En plano de la forma, «Doctor Parnassus» transmite el descontento y la disconformidad del autor con su mundo contemporáneo, abocado al materialismo histérico y a la adoración de los paraísos artificiales sembrados por el poder. De ahí la lucha con el personaje del Diablo, enemigo acérrimo del anciano protagonista.
En el ámbito del trasfondo, ambos arquetipos del argumento, libran una lucha histórica, de siglos, entre las dos constantes omnipresentes en la filmografía del realizador: el humanismo y el pragmatismo, el cálculo cartesiano versus la fantasía desbordante, el bien y el mal. Lo interesante del abordaje del libreto, es la ausencia de moralismos reduccionistas y la carencia de una conclusión facilona de orden maniqueo. En dos platos, al final, el villano y el héroe saldan un armisticio y aprenden a convivir en sana paz. Una diferencia enorme, por ejemplo, con la predica binaria de la Alicia de Tim Burton, cuyo desenlace glorificaba la victoria de la niña sobre su rival directo, a través de una ejecución violenta. En cambio, «El Imaginario» reivindica la oportunidad de conciliar los polos opuestos y extremos de la existencia.
Así, Terry Gilliam retorna a sus andanzas, para rodar el encuentro y el desencuentro de nuestra locura ordinario con nuestro mundo gris, en una puesta en escena reconstruida al estilo de una muñeca rusa, de un caja china confeccionada por Luis Buñuel, ante la sombra de Federico Fellini. Por consiguiente, de un sueño derivamos hacia una pesadilla, y de allí nos retrotraemos al pasado, para comprender el desarrollo de la trama.
En la epidermis, la aventura narra la odisea de un monje, por recuperar su condición de hombre mortal, tras haber sellado un pacto con el diablo para sobrevivir por los siglos de los siglos, a cambio del alma de su primera hija.
En dicho compromiso y conflicto, el Doctor Parnassus será secundado, cual hidalgo de la triste figura, por un escudero sanchesco, incorporado magistralmente por Verne Troyer, el Mini-me de «Austin Powers». Sin discusión, la gran sorpresa y revelación de la película, más allá de las predecibles contribuciones de sus ricos y famosos, en plan de narcisos autoindulgentes enamorados de sí mismos. Naturalmente, Ledger se lleva la Palma de la actuación de relleno, a pesar de no lograr deslastrarse de su laureada caracterización para «Caballero de la Noche». Aquí vemos una continuación de su metodología «clown» para el Guasón.
Ni hablar de Jhonny Deep, igualmente encasillado, de Jude Law, incapaz de superar a su fallecido compañero de reparto, y del peor de la faena, Collin Farrell. Pobrecillo, porque no pega una desde «In Bruges». En la meca, ya es sinónimo de mala pava, pues sepultó a Michaell Mann en «Miami Vice», a Oliver Stone con «Alexander» y a Terrence Mallick a la luz de «The New World». Ahora fue por Gilliam y de broma cumplió con su cometido.

■ **DATOS PROPORCIONADOS**
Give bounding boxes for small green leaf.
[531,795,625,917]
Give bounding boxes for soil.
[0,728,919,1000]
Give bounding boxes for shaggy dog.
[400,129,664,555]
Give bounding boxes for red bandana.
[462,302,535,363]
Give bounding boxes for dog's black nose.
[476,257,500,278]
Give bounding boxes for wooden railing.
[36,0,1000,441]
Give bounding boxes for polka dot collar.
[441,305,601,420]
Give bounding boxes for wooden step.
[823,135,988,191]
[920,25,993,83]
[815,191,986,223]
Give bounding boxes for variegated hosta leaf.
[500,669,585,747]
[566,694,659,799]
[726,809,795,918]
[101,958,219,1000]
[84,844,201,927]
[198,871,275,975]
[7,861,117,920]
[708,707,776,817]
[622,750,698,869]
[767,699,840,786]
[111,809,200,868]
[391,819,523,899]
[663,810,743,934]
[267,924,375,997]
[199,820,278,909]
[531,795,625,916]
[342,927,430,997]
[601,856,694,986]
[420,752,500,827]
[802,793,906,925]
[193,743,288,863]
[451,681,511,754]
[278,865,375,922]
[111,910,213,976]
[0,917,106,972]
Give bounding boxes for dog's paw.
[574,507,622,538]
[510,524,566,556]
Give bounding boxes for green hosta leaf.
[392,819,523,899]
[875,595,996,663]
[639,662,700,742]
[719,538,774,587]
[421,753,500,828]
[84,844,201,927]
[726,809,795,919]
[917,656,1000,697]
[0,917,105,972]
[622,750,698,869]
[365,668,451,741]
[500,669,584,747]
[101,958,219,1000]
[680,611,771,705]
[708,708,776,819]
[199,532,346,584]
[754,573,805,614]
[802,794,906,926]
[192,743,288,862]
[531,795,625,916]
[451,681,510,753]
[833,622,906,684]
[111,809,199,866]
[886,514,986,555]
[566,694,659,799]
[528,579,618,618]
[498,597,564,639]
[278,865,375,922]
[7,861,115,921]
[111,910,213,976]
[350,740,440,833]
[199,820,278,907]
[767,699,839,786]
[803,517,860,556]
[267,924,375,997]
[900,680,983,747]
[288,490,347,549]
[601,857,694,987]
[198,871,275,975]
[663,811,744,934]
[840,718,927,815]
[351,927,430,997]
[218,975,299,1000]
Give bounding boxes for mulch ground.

■ **QUÉ HACER**
a) Devuelve, tal como aparece en la reseña sobre «Doctor Parnassus», el tramo que va desde "En la epidermis, la" hasta "su primera hija.".
b) Reescribe como lista el párrafo de la reseña sobre «Doctor Parnassus» que empieza con "En el ámbito del trasfondo", conservando sus datos principales.

■ **RESPUESTAS**
a)
En la epidermis, la aventura narra la odisea de un monje, por recuperar su condición de hombre mortal, tras haber sellado un pacto con el diablo para sobrevivir por los siglos de los siglos, a cambio del alma de su primera hija.

b)
- Los dos arquetipos del argumento libran una lucha de siglos entre las constantes de la filmografía del realizador: humanismo y pragmatismo, cálculo cartesiano y fantasía desbordante, el bien y el mal.
- El libreto evita los moralismos reduccionistas y una conclusión fácil de orden maniqueo.
- Al final, el villano y el héroe sellan un armisticio y aprenden a convivir en paz.
- Esto contrasta con la Alicia de Tim Burton, cuyo desenlace glorificaba la victoria de la niña sobre su rival mediante una ejecución violenta.
- «El Imaginario» reivindica la posibilidad de conciliar los polos opuestos de la existencia.